THE REQUEST:
Show each line in the entries below that contains the string "shirt", reproducing every such line in full.

┌─ INFORMATION PROVIDED

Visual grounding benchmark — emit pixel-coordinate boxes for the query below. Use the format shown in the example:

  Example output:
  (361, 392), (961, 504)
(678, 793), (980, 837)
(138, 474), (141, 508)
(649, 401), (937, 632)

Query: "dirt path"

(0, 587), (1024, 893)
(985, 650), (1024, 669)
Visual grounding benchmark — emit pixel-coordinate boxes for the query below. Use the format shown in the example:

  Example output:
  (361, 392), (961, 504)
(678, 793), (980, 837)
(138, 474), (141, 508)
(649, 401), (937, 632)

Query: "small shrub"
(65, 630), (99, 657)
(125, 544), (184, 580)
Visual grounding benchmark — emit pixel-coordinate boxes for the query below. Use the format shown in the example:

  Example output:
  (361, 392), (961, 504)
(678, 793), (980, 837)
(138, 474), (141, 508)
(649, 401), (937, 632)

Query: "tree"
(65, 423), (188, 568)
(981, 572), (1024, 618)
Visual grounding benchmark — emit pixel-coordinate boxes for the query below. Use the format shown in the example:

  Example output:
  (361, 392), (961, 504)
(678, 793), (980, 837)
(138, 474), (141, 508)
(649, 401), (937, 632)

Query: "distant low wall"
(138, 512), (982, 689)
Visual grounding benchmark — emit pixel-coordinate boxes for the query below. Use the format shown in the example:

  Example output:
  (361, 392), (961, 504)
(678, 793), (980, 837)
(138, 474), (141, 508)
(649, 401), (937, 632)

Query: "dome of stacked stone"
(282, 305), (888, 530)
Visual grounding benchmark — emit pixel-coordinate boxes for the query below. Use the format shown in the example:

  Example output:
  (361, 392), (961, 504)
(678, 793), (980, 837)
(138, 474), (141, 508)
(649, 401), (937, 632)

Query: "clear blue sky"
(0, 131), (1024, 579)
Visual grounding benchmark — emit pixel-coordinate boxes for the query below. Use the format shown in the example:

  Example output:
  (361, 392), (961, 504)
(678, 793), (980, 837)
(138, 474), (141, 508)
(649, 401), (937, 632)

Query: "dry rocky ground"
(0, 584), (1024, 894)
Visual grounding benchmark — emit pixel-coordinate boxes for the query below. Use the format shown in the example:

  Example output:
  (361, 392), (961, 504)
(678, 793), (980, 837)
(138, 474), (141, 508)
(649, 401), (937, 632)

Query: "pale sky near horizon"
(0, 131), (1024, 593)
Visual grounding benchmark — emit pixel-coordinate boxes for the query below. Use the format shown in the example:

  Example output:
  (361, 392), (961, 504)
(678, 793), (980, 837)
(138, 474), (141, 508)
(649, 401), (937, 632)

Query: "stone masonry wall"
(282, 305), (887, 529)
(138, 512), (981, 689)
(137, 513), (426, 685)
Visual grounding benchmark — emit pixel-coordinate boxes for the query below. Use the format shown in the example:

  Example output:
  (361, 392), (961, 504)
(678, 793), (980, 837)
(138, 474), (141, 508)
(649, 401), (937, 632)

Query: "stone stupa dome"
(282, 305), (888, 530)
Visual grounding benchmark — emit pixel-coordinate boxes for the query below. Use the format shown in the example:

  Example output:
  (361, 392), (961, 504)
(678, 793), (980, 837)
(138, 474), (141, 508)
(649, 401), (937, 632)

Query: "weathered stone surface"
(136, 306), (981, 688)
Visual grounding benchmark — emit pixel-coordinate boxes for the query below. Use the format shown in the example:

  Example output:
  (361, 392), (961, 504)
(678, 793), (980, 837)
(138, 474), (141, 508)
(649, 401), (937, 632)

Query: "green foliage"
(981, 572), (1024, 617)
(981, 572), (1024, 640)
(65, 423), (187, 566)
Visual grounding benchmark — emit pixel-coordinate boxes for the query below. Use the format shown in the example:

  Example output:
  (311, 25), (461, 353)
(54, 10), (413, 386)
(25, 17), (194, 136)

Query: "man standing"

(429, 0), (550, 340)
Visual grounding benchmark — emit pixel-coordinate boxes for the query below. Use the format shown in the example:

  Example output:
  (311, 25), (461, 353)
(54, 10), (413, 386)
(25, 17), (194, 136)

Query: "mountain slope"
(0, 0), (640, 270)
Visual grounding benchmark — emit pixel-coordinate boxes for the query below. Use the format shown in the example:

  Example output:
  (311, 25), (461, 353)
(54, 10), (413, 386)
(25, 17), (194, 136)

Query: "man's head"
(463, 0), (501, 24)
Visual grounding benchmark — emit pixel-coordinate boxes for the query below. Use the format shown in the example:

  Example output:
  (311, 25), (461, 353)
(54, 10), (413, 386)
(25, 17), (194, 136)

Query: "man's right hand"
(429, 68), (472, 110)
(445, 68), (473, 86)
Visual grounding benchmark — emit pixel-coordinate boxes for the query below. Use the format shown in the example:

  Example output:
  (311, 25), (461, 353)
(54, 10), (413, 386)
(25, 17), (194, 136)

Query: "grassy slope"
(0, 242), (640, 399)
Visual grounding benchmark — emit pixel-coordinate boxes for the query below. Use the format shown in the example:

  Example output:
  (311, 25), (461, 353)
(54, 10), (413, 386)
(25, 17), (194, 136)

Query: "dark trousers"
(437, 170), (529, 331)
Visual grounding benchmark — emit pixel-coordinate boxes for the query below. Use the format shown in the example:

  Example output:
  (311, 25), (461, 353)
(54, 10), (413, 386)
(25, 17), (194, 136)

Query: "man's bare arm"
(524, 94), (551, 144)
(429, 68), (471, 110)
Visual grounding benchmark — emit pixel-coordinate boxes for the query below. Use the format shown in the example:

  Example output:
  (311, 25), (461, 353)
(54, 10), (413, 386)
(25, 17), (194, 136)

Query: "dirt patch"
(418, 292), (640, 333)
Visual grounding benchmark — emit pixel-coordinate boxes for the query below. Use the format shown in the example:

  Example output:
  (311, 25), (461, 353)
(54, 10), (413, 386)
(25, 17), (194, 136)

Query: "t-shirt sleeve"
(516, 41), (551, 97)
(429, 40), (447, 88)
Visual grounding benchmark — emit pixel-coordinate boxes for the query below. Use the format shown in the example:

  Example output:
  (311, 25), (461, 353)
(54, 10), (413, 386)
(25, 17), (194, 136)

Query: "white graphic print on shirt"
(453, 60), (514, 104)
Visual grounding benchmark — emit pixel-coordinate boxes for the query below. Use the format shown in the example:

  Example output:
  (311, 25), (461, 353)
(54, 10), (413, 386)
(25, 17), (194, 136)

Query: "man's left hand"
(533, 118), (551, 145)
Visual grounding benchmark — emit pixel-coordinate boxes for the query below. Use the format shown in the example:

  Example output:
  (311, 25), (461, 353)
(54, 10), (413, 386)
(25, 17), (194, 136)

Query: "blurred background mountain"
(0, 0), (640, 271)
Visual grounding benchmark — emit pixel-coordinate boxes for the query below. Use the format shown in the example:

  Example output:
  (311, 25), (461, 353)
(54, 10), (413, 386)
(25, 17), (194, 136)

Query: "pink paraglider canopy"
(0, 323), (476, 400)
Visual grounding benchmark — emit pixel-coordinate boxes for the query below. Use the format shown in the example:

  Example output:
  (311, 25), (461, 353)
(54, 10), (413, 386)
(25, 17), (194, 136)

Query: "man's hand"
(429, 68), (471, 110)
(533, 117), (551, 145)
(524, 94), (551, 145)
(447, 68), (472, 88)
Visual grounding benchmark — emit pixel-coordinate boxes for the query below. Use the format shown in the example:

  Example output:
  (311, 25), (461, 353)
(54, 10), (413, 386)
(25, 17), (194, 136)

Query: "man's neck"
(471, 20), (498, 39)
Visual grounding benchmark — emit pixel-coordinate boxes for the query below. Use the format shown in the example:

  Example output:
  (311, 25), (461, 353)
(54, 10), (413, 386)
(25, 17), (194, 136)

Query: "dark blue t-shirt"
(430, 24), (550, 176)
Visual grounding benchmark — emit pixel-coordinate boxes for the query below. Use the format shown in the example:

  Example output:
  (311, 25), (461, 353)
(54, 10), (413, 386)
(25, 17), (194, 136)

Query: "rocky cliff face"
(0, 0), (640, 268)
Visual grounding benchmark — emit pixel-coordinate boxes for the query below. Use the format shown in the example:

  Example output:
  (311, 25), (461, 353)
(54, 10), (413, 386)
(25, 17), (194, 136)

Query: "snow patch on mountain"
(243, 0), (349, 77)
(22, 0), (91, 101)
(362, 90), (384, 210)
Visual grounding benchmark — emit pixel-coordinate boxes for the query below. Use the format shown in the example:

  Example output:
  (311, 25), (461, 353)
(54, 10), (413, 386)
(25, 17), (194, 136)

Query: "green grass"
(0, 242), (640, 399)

└─

RESULT OF THIS TASK:
Query: "t-shirt sleeve"
Query: "white graphic print on shirt"
Query: "dark blue t-shirt"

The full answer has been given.